» **Items**:
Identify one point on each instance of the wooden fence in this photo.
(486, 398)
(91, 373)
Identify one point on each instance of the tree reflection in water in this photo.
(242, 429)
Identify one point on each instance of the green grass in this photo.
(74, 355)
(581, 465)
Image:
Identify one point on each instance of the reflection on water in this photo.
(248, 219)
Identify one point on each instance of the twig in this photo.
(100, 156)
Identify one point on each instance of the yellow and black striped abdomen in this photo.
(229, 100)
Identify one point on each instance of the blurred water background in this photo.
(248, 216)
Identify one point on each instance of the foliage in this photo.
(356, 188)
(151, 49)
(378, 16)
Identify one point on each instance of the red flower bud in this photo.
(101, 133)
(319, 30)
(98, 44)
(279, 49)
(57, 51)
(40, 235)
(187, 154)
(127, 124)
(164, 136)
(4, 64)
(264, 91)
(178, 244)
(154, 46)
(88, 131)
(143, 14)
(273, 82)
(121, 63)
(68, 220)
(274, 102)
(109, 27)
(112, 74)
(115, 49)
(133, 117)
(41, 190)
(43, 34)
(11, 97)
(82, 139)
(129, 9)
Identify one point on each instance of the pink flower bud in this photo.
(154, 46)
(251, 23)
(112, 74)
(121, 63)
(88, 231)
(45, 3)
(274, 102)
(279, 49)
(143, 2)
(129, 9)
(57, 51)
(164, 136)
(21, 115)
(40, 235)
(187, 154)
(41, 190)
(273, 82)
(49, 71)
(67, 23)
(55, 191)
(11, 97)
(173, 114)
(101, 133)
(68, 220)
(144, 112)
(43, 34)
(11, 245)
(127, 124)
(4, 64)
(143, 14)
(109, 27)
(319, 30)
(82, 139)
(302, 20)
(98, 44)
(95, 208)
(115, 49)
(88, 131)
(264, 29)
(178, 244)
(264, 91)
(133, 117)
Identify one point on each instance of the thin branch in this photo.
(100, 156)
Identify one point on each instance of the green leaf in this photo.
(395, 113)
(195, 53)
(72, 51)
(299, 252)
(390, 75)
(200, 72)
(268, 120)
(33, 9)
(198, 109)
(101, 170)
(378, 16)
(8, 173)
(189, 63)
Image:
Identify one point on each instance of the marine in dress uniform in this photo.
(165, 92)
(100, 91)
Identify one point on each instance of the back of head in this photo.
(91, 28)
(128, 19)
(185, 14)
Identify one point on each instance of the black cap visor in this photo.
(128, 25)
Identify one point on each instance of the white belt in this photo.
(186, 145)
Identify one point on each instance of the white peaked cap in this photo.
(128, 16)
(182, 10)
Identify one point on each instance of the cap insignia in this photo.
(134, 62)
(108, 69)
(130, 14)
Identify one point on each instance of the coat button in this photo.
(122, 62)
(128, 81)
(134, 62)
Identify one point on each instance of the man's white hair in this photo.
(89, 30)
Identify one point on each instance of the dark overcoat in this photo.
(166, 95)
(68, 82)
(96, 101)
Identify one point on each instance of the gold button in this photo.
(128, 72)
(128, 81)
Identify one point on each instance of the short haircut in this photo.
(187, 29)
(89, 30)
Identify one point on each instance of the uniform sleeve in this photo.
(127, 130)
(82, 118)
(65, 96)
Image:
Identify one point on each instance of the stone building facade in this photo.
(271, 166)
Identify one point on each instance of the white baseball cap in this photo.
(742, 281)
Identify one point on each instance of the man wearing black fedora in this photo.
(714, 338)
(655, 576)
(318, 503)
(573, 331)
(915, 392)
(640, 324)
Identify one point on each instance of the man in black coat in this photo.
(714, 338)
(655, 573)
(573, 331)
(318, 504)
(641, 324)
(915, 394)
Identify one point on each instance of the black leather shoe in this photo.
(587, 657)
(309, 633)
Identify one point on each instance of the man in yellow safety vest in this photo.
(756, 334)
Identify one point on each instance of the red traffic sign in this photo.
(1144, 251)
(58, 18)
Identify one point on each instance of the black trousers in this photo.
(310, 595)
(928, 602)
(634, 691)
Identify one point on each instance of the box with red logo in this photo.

» **Aim of the task**:
Write all of the records out again exactly.

» **Full answer**:
Identify one point on each instance of the wooden fence in this photo.
(486, 398)
(91, 373)
Identify one point on each instance of the tree reflection in water in this photo.
(242, 429)
Identify one point on each instance of the green grass in this photo.
(74, 355)
(581, 465)
Image:
Identify one point on each instance of the reflection on water in this photo.
(248, 219)
Identify one point on each instance of the twig in this photo.
(100, 156)
Identify one point on each instance of the yellow and black striped abdomen in this photo.
(229, 100)
Identify one point on each instance of the blurred water background in this photo.
(248, 216)
Identify one point on each instance of the foliage in this photo.
(356, 188)
(151, 49)
(378, 16)
Identify one point on each instance of the red flower bud in this photo.
(101, 133)
(319, 30)
(98, 44)
(279, 49)
(57, 51)
(40, 235)
(187, 154)
(127, 124)
(164, 136)
(4, 64)
(264, 91)
(178, 244)
(154, 46)
(88, 131)
(143, 14)
(273, 82)
(121, 63)
(68, 220)
(274, 102)
(109, 27)
(112, 74)
(115, 49)
(133, 117)
(41, 190)
(43, 34)
(11, 97)
(82, 139)
(129, 9)
Identify one point on each instance of the pink flower bud in this photo.
(154, 46)
(251, 23)
(112, 74)
(121, 63)
(88, 231)
(45, 3)
(274, 102)
(279, 49)
(143, 2)
(129, 9)
(57, 51)
(164, 136)
(21, 115)
(40, 235)
(187, 154)
(41, 190)
(273, 82)
(49, 71)
(67, 23)
(55, 191)
(11, 97)
(173, 114)
(101, 133)
(68, 220)
(144, 112)
(43, 34)
(11, 245)
(127, 124)
(4, 64)
(143, 14)
(109, 27)
(319, 30)
(82, 139)
(302, 20)
(98, 44)
(95, 208)
(115, 49)
(88, 131)
(264, 29)
(178, 244)
(264, 91)
(133, 117)
Identify one point on each instance of the thin branch in this photo.
(100, 156)
Identify one point on each instance of the green leaf in this photo.
(395, 113)
(195, 53)
(72, 51)
(299, 252)
(390, 75)
(200, 72)
(268, 120)
(33, 9)
(198, 109)
(101, 170)
(378, 16)
(8, 173)
(189, 63)
Image:
Identify one point on each instance of the marine in dress uniform in this photo.
(165, 92)
(100, 91)
Identify one point on each instance of the back of head in this photo.
(91, 28)
(128, 19)
(185, 14)
Identify one point on each instance of the black cap visor in this photo.
(128, 25)
Identify one point on each instance of the white belt in this photo.
(186, 145)
Identify one point on each instance of the white peaked cap in this photo.
(128, 16)
(182, 10)
Identify one point on each instance of the cap insignia in this photo.
(134, 62)
(108, 69)
(130, 14)
Identify one point on each instance of the coat button in this photo.
(122, 62)
(128, 81)
(134, 62)
Identify one point on each instance of the man's white hair in this photo.
(89, 30)
Identify one point on each instance of the dark overcoat in this photo.
(166, 95)
(68, 82)
(96, 101)
Identify one point on each instance of the gold button in this photo.
(128, 72)
(128, 81)
Identify one point on each instance of the short haircut in this photo.
(187, 29)
(89, 30)
Identify one point on each instance of the uniform sleeve in this photo.
(127, 130)
(82, 118)
(65, 96)
Image:
Identify one point on each instance of the stone building facade in this photo.
(271, 166)
Identify one point on each instance of the white baseball cap in this photo.
(742, 281)
Identify one point on each instance of the man wearing black fedora in this photo.
(714, 338)
(655, 576)
(318, 503)
(573, 331)
(915, 392)
(640, 324)
Identify one point on each instance of the man in black coat in this photo.
(714, 338)
(655, 573)
(573, 331)
(318, 504)
(641, 324)
(915, 394)
Identify one point on each instance of the black leather shoe in this photo.
(587, 657)
(309, 633)
Identify one point on each instance of the man in yellow safety vest in this photo.
(756, 334)
Identify one point on each instance of the red traffic sign in this photo.
(1144, 251)
(58, 18)
Identify one point on each instance of the black trousers in this photo.
(310, 595)
(928, 602)
(634, 691)
Identify one point on each instance of the box with red logo in this photo.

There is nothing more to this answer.